-- DIRECTIONS FOR THIS TASK --
Reproduce only the lines from the one containing "of the distant" through the end of the data, exactly as they stand.

-- AVAILABLE DATA --

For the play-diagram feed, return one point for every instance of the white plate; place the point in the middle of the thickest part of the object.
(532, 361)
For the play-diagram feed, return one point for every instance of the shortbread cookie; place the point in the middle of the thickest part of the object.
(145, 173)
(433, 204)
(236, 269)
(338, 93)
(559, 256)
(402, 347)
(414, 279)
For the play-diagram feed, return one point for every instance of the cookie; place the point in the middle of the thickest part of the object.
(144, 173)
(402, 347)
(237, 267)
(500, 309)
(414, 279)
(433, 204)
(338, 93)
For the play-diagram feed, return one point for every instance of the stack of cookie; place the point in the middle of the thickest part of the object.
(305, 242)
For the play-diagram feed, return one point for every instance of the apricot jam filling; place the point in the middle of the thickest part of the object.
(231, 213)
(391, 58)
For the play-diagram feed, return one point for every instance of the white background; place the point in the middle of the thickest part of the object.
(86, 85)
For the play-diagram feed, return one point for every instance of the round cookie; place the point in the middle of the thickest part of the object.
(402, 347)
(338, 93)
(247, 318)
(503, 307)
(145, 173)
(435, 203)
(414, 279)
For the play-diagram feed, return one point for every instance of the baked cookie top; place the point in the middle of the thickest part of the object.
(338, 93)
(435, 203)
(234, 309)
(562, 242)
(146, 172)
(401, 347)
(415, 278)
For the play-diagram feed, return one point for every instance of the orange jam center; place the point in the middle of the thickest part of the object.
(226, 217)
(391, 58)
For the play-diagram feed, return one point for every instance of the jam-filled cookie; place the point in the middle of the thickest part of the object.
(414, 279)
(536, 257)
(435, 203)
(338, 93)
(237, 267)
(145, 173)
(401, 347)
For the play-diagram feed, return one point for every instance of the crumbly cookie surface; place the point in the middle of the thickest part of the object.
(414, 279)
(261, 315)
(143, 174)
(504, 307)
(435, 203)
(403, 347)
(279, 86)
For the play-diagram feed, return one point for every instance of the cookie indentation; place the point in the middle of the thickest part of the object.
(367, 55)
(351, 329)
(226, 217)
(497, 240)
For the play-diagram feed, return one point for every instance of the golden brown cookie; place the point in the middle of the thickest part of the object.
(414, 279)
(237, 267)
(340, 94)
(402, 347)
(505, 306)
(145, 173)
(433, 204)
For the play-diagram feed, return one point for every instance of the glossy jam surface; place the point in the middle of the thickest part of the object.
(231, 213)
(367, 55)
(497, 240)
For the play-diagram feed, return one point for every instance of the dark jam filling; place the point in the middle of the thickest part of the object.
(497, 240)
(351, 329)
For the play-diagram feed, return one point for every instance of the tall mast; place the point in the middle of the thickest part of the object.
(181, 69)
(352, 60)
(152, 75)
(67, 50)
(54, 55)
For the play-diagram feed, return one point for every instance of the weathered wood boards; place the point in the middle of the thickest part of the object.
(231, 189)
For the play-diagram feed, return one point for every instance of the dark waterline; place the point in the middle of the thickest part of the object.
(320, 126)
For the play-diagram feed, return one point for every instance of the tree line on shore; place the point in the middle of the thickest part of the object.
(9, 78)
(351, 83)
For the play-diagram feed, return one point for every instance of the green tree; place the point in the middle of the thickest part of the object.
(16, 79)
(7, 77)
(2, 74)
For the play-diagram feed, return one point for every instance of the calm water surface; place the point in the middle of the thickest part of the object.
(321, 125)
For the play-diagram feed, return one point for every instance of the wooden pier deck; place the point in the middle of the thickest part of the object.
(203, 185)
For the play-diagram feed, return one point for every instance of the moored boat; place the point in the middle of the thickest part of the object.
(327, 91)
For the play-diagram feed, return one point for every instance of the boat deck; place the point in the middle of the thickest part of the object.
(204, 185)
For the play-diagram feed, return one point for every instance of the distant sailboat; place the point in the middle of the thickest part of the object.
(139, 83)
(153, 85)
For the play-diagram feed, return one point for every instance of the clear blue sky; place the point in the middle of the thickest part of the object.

-- YOUR RESPONSE --
For the play-diagram feed, return one point for every instance of the distant sailboat; place the point in the middle of the thickest part of the object.
(139, 83)
(153, 85)
For the play-diagram feed, return one point for every instance of the clear blue sky; place the point in the middle of the thickest part of the object.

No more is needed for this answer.